Supplied information:
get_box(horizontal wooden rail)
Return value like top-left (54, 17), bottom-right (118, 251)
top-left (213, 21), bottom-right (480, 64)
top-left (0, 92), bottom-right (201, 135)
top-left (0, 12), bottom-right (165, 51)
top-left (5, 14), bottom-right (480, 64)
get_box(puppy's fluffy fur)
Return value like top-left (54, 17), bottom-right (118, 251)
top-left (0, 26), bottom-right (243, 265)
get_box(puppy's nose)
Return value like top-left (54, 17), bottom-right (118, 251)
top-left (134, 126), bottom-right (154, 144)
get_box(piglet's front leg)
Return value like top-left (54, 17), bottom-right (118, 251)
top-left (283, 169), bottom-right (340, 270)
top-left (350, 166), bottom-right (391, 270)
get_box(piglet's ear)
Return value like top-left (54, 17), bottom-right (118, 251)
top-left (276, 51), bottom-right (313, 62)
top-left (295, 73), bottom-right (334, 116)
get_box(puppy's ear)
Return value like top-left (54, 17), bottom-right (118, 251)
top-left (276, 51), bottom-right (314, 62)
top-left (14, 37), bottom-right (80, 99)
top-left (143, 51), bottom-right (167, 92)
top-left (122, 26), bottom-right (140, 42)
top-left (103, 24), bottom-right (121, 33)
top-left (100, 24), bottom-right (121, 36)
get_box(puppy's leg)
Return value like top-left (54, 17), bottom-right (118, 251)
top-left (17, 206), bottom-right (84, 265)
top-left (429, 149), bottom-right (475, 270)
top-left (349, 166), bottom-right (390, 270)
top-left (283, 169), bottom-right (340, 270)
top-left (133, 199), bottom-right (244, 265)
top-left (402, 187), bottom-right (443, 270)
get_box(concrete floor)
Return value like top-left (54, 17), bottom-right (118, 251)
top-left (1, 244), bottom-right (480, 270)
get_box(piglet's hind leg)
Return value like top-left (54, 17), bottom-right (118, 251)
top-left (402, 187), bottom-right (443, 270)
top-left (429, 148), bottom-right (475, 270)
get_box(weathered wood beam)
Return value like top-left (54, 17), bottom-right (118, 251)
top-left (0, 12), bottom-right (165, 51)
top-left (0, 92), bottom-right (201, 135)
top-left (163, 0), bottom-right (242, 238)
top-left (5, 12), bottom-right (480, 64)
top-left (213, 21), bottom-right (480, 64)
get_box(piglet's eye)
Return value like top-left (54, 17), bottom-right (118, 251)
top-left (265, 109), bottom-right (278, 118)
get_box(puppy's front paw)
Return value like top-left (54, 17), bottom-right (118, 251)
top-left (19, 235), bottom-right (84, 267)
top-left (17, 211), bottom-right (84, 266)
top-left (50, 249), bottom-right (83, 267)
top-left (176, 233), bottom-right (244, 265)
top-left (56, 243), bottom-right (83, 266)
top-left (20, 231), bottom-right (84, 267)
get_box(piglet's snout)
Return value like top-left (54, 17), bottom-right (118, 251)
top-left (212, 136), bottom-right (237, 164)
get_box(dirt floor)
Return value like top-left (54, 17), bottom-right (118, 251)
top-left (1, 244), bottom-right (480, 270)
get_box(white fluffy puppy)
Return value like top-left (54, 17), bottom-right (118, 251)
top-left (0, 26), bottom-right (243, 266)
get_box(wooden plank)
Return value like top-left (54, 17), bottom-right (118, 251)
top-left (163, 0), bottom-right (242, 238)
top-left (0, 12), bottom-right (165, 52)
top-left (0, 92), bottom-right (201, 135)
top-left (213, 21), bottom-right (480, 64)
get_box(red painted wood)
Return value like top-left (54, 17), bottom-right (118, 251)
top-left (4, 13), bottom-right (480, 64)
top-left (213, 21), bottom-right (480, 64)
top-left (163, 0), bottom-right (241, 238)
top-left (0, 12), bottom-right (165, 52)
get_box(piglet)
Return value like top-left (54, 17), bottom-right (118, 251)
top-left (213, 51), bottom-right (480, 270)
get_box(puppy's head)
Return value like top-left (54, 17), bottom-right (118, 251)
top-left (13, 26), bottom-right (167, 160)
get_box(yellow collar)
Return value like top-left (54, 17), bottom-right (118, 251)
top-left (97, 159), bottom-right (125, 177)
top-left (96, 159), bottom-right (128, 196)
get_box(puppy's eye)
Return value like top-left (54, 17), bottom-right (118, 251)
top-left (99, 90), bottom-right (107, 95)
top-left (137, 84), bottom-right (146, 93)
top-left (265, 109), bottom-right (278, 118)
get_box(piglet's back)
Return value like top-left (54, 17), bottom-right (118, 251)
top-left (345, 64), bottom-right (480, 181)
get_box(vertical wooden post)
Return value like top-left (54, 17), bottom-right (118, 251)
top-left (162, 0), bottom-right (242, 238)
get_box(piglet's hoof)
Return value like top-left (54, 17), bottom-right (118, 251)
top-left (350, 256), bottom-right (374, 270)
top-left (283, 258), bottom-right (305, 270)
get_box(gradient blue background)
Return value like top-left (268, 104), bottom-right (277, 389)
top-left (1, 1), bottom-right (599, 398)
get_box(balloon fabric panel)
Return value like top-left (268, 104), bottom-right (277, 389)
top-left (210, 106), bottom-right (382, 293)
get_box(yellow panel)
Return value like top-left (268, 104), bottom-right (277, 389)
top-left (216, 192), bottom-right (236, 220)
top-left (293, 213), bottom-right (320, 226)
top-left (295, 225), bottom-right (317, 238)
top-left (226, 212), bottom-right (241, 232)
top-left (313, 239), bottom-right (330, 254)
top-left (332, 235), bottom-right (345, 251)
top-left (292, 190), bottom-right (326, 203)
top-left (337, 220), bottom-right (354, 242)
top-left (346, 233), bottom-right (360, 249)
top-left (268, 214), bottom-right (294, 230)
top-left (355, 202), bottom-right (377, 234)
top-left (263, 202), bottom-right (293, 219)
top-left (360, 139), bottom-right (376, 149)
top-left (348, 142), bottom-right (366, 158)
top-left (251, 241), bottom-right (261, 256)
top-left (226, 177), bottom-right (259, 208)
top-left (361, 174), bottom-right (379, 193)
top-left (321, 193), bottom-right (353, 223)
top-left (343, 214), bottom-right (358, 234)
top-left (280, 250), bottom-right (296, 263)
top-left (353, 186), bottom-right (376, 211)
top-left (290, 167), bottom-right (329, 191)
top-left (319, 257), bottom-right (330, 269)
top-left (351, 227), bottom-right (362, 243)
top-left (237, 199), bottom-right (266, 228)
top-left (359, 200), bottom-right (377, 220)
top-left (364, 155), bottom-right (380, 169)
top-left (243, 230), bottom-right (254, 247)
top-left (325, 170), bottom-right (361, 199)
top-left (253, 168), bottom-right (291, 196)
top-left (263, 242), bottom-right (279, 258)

Work instruction: Print each entry above word for word, leaving none out.

Finished exercise:
get_box(horizontal wooden rail)
Return value like top-left (54, 17), bottom-right (118, 251)
top-left (213, 21), bottom-right (480, 64)
top-left (0, 92), bottom-right (201, 135)
top-left (0, 12), bottom-right (165, 51)
top-left (5, 14), bottom-right (480, 64)
get_box(puppy's fluffy fur)
Return value like top-left (54, 17), bottom-right (118, 251)
top-left (0, 26), bottom-right (243, 265)
get_box(puppy's nose)
Return value like top-left (54, 17), bottom-right (118, 251)
top-left (134, 126), bottom-right (154, 144)
get_box(piglet's front leg)
Return value like top-left (54, 17), bottom-right (118, 251)
top-left (283, 169), bottom-right (340, 270)
top-left (350, 166), bottom-right (391, 270)
get_box(piglet's ear)
Return value like top-left (54, 17), bottom-right (118, 251)
top-left (276, 51), bottom-right (313, 62)
top-left (295, 73), bottom-right (334, 116)
get_box(puppy's ear)
Return value like top-left (54, 17), bottom-right (118, 251)
top-left (276, 51), bottom-right (314, 62)
top-left (14, 37), bottom-right (80, 99)
top-left (143, 51), bottom-right (167, 92)
top-left (122, 26), bottom-right (140, 42)
top-left (103, 24), bottom-right (121, 33)
top-left (100, 24), bottom-right (121, 36)
get_box(puppy's leg)
Return value like top-left (54, 17), bottom-right (118, 251)
top-left (17, 206), bottom-right (84, 265)
top-left (429, 149), bottom-right (475, 270)
top-left (349, 166), bottom-right (390, 270)
top-left (283, 169), bottom-right (340, 270)
top-left (133, 199), bottom-right (244, 265)
top-left (402, 187), bottom-right (443, 270)
get_box(concrete floor)
Return value like top-left (54, 17), bottom-right (118, 251)
top-left (1, 244), bottom-right (480, 270)
get_box(piglet's hind leg)
Return value like top-left (54, 17), bottom-right (118, 251)
top-left (402, 187), bottom-right (443, 270)
top-left (429, 148), bottom-right (475, 270)
get_box(weathered wood beam)
Return value like top-left (54, 17), bottom-right (118, 251)
top-left (0, 12), bottom-right (165, 51)
top-left (0, 92), bottom-right (201, 135)
top-left (163, 0), bottom-right (242, 238)
top-left (5, 12), bottom-right (480, 64)
top-left (213, 21), bottom-right (480, 64)
get_box(piglet's eye)
Return value like top-left (54, 17), bottom-right (118, 251)
top-left (265, 109), bottom-right (278, 118)
get_box(puppy's front paw)
Return value like top-left (54, 17), bottom-right (118, 251)
top-left (19, 235), bottom-right (84, 267)
top-left (17, 211), bottom-right (84, 266)
top-left (50, 249), bottom-right (83, 267)
top-left (176, 233), bottom-right (244, 265)
top-left (56, 243), bottom-right (83, 266)
top-left (20, 231), bottom-right (84, 267)
get_box(piglet's snout)
Return value like top-left (54, 17), bottom-right (118, 251)
top-left (212, 136), bottom-right (237, 164)
get_box(dirt floor)
Return value like top-left (54, 17), bottom-right (118, 251)
top-left (1, 244), bottom-right (480, 270)
get_box(white fluffy puppy)
Return value like top-left (54, 17), bottom-right (118, 251)
top-left (0, 26), bottom-right (243, 266)
get_box(wooden plank)
Return value like top-left (54, 17), bottom-right (118, 251)
top-left (163, 0), bottom-right (242, 238)
top-left (0, 12), bottom-right (165, 52)
top-left (0, 92), bottom-right (201, 135)
top-left (213, 21), bottom-right (480, 64)
get_box(red painted wood)
Return value like top-left (54, 17), bottom-right (118, 251)
top-left (4, 13), bottom-right (480, 64)
top-left (213, 21), bottom-right (480, 64)
top-left (163, 0), bottom-right (241, 238)
top-left (0, 12), bottom-right (165, 52)
get_box(piglet)
Return value like top-left (54, 17), bottom-right (118, 251)
top-left (213, 51), bottom-right (480, 270)
get_box(puppy's head)
Return value like top-left (54, 17), bottom-right (118, 251)
top-left (13, 26), bottom-right (167, 160)
get_box(yellow collar)
Return value like top-left (54, 17), bottom-right (118, 251)
top-left (97, 159), bottom-right (125, 177)
top-left (96, 159), bottom-right (128, 196)
get_box(puppy's eye)
Return value like top-left (54, 17), bottom-right (118, 251)
top-left (99, 90), bottom-right (107, 95)
top-left (137, 84), bottom-right (146, 93)
top-left (265, 109), bottom-right (278, 118)
get_box(piglet's back)
Return value like top-left (54, 17), bottom-right (118, 251)
top-left (345, 64), bottom-right (480, 181)
get_box(vertical wooden post)
Return value like top-left (54, 17), bottom-right (118, 251)
top-left (162, 0), bottom-right (242, 238)
get_box(piglet's hoof)
Return value like top-left (54, 17), bottom-right (118, 251)
top-left (350, 256), bottom-right (374, 270)
top-left (283, 258), bottom-right (305, 270)
get_box(gradient blue background)
Return value like top-left (268, 104), bottom-right (277, 389)
top-left (1, 1), bottom-right (599, 398)
get_box(balloon fabric panel)
Return value like top-left (268, 104), bottom-right (277, 389)
top-left (210, 106), bottom-right (382, 293)
get_box(yellow panel)
Return value like top-left (268, 104), bottom-right (277, 389)
top-left (216, 192), bottom-right (236, 220)
top-left (293, 213), bottom-right (320, 226)
top-left (295, 225), bottom-right (317, 238)
top-left (226, 212), bottom-right (241, 232)
top-left (313, 239), bottom-right (330, 254)
top-left (332, 235), bottom-right (345, 251)
top-left (292, 190), bottom-right (326, 203)
top-left (337, 220), bottom-right (354, 242)
top-left (346, 233), bottom-right (360, 249)
top-left (268, 214), bottom-right (294, 230)
top-left (355, 202), bottom-right (377, 234)
top-left (263, 202), bottom-right (293, 219)
top-left (360, 139), bottom-right (376, 149)
top-left (348, 142), bottom-right (366, 158)
top-left (251, 241), bottom-right (261, 256)
top-left (226, 177), bottom-right (259, 208)
top-left (361, 174), bottom-right (379, 193)
top-left (321, 193), bottom-right (353, 223)
top-left (343, 214), bottom-right (358, 234)
top-left (280, 250), bottom-right (296, 263)
top-left (353, 186), bottom-right (376, 211)
top-left (290, 167), bottom-right (329, 191)
top-left (319, 257), bottom-right (330, 269)
top-left (351, 227), bottom-right (362, 243)
top-left (237, 199), bottom-right (266, 228)
top-left (359, 200), bottom-right (377, 220)
top-left (364, 155), bottom-right (380, 169)
top-left (243, 230), bottom-right (254, 247)
top-left (325, 170), bottom-right (361, 199)
top-left (253, 168), bottom-right (291, 196)
top-left (263, 242), bottom-right (279, 258)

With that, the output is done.